● Task goal
Scale the data from the line containing "If you could segment every instance of the kitten's leg, your" through the line containing "134 237 L 136", both included, and reproduce only that stretch. Copy the request lines unchanged, and multiply every coordinate in the answers by 0.7, rounding to whole numbers with halves rounded up.

● Segmentation labeling data

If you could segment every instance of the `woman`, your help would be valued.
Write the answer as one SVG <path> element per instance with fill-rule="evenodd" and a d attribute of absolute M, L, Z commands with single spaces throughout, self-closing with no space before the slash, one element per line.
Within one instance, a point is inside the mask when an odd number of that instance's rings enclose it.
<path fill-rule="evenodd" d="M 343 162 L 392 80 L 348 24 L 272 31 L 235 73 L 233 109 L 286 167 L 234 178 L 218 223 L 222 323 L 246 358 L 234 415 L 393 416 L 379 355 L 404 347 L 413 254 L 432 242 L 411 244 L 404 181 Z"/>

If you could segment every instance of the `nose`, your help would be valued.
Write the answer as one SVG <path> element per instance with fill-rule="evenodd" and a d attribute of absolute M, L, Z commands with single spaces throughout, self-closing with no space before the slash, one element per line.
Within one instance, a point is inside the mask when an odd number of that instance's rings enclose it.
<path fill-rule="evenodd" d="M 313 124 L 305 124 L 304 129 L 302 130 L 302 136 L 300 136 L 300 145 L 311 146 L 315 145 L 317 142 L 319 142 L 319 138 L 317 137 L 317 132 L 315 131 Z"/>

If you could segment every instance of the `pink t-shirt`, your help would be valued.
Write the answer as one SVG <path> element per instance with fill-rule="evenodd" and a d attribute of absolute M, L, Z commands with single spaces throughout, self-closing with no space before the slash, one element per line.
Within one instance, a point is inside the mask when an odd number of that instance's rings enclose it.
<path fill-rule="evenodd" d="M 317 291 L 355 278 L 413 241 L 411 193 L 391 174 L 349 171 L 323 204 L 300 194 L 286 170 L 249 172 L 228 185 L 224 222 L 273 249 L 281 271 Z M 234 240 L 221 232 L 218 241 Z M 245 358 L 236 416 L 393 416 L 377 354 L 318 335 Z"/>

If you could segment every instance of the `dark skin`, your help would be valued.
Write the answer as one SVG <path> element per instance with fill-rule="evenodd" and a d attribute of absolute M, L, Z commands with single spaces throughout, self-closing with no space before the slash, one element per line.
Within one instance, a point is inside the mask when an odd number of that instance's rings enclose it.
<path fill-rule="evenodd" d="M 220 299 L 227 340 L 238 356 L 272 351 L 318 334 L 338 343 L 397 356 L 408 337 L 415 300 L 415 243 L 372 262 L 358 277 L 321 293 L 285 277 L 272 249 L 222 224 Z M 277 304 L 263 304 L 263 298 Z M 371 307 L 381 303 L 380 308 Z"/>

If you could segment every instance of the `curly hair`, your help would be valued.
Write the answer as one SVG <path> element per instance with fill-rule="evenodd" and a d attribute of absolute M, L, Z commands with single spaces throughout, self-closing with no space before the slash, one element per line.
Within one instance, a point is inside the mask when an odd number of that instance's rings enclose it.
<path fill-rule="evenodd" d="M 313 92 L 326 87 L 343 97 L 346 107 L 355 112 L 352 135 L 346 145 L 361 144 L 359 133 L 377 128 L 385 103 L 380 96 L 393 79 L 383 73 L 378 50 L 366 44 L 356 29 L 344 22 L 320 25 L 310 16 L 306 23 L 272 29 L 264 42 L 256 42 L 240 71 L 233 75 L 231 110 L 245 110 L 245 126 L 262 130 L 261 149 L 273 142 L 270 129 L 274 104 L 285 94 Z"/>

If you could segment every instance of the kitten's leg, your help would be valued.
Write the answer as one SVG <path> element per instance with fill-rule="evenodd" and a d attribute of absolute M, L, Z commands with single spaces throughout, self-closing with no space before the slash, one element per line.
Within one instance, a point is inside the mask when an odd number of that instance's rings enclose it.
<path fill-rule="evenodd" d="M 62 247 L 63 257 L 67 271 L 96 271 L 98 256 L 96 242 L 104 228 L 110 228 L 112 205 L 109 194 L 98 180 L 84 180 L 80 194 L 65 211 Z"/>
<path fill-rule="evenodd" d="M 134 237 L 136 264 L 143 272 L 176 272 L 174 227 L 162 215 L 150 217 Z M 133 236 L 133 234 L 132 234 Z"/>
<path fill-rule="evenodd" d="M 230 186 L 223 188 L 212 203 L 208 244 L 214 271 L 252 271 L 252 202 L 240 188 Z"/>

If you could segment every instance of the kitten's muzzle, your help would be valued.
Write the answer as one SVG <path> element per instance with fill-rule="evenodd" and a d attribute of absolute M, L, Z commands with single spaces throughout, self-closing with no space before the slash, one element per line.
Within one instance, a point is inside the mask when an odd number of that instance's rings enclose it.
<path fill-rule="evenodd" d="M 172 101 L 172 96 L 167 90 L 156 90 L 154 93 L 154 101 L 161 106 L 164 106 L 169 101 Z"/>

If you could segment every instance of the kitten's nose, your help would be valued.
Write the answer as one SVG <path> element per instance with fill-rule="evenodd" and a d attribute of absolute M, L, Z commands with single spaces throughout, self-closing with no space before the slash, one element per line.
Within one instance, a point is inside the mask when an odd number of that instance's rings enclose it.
* * *
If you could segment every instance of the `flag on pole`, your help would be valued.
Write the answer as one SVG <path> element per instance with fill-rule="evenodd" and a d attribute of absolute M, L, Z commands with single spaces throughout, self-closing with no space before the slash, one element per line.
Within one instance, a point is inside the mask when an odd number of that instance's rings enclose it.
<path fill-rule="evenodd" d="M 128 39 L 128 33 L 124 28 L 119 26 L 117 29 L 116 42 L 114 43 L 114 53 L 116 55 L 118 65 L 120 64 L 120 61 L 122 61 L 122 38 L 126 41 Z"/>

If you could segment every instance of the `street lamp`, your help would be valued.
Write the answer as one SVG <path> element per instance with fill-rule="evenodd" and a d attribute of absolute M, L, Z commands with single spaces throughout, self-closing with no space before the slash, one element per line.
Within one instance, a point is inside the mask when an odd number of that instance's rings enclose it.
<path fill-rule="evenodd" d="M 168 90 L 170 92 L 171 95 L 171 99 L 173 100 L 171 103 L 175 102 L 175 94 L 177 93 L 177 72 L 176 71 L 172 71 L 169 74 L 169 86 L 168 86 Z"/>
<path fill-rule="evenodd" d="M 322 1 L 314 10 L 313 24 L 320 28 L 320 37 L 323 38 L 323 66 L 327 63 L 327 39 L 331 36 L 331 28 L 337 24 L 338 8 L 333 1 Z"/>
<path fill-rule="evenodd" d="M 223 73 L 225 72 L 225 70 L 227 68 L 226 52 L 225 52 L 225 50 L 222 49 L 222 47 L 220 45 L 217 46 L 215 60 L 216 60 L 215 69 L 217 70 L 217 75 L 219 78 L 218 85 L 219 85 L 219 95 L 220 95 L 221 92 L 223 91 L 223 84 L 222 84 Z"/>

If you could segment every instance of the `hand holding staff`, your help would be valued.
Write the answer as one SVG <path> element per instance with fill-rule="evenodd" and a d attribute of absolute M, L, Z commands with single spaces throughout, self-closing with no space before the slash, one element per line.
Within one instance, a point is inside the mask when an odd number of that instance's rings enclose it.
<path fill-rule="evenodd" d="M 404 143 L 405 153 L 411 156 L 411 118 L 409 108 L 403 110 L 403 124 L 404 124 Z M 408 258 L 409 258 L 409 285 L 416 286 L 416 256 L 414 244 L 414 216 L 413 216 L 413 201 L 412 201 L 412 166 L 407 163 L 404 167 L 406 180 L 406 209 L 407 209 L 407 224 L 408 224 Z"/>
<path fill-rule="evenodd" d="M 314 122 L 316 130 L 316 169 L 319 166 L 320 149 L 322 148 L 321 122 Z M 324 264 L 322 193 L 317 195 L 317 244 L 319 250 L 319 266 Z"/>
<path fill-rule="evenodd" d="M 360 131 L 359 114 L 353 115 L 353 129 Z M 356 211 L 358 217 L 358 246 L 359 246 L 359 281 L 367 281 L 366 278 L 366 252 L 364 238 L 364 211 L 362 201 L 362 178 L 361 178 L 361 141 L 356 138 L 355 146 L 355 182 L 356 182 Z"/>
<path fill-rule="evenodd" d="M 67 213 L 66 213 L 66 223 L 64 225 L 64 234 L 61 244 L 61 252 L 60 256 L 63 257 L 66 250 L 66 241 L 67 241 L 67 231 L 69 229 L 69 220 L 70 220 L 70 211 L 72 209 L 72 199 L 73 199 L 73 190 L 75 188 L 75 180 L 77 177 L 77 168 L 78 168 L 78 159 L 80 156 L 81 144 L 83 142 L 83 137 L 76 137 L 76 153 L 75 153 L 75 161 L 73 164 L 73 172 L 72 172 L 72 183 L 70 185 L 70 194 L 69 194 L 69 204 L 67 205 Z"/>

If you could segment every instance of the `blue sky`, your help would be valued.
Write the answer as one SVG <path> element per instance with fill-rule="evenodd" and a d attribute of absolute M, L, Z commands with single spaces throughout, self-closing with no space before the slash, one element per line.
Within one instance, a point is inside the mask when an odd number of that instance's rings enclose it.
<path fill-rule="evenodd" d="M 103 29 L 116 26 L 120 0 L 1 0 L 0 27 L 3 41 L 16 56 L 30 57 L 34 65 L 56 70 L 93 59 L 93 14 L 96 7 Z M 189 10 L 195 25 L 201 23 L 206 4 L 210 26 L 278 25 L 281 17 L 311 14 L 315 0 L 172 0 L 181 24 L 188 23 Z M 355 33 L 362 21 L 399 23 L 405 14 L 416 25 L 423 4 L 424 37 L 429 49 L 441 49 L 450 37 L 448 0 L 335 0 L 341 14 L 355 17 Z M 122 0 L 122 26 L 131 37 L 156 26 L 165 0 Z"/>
...
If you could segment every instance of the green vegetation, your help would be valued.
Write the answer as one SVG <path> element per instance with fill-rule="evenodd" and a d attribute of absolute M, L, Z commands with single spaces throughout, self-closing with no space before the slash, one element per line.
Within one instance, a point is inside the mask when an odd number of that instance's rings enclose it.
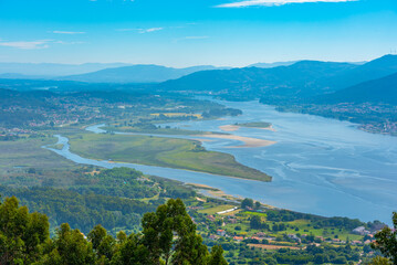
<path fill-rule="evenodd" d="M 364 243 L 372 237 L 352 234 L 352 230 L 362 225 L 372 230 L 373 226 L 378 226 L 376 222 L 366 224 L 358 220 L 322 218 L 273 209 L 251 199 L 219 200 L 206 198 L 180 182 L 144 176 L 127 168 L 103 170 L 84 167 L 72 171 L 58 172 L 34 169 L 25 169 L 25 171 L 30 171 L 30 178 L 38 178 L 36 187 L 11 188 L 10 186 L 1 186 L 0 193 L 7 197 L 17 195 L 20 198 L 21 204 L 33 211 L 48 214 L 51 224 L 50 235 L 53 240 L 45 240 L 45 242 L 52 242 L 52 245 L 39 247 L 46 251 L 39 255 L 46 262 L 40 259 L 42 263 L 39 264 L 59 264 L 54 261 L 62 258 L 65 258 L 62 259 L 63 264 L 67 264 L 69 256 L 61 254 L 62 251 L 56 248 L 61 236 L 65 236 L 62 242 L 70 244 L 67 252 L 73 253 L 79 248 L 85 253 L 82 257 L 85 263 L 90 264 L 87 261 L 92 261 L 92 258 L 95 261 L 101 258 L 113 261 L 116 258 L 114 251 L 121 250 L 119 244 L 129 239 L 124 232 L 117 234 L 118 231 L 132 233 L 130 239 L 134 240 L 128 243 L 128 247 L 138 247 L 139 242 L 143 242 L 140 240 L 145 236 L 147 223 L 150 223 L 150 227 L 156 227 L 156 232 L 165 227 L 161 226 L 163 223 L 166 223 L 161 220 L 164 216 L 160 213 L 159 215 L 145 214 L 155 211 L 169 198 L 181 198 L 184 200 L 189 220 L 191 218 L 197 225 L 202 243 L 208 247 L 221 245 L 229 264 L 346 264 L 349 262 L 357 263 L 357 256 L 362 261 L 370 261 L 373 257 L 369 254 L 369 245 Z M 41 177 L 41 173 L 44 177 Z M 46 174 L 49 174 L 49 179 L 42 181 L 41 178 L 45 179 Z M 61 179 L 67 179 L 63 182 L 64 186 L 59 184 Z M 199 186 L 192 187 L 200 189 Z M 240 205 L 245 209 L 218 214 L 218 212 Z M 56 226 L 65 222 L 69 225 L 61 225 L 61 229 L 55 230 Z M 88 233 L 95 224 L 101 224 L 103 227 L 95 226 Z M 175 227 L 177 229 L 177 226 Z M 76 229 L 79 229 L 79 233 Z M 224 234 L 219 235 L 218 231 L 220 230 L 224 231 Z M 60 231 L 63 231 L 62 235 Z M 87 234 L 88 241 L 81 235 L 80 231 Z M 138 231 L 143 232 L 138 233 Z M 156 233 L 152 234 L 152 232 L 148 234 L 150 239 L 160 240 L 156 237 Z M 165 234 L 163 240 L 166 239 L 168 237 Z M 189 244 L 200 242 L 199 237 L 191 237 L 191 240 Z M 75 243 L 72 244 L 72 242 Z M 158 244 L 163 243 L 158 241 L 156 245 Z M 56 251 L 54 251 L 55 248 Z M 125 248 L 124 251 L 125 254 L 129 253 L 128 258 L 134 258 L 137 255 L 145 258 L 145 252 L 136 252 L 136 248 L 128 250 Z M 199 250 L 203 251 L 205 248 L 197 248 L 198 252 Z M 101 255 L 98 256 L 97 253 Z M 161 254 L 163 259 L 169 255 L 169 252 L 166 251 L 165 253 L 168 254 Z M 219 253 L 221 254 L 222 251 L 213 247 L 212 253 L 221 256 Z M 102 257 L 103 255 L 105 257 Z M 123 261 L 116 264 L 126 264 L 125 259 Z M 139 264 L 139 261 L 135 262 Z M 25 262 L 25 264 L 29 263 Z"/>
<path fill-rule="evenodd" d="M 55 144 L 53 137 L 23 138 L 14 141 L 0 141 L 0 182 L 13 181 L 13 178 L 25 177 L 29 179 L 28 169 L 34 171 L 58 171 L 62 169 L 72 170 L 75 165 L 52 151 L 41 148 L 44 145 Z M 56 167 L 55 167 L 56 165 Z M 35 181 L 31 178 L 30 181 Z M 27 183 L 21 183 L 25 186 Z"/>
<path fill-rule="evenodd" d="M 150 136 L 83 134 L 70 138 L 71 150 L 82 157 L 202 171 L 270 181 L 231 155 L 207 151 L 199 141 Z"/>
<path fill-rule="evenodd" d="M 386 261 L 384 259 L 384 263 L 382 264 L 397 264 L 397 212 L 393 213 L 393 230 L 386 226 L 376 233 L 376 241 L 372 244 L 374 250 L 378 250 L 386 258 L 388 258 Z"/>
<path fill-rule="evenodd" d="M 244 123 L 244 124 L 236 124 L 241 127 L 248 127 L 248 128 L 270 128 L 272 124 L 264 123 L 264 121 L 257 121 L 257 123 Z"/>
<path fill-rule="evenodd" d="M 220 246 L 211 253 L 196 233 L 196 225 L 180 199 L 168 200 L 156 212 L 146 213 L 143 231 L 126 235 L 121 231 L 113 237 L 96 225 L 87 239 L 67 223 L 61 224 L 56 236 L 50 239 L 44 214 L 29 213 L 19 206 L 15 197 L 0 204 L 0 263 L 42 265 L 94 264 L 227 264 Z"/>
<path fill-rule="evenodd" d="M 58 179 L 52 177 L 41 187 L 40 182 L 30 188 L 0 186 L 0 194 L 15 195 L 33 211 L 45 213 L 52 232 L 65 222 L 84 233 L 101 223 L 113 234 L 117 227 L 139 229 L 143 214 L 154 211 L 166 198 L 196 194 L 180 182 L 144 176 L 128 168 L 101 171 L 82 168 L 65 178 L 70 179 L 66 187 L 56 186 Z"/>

● Exercise result
If you could segment every instance of the kitten's leg, your help would be valued.
Write the answer as one SVG <path> element per instance with fill-rule="evenodd" and a d attribute of absolute M, L, Z commands with single spaces throughout, self-closing with no space before the slash, one element per line.
Within one instance, a point is inside the mask when an odd number of that instance's rings enclose it.
<path fill-rule="evenodd" d="M 43 173 L 44 180 L 47 190 L 67 190 L 69 179 L 67 169 L 73 160 L 77 160 L 78 144 L 76 136 L 69 126 L 59 126 L 56 136 L 46 148 Z"/>
<path fill-rule="evenodd" d="M 94 166 L 95 185 L 100 190 L 123 190 L 122 159 L 113 151 L 105 152 Z M 93 165 L 93 164 L 92 164 Z"/>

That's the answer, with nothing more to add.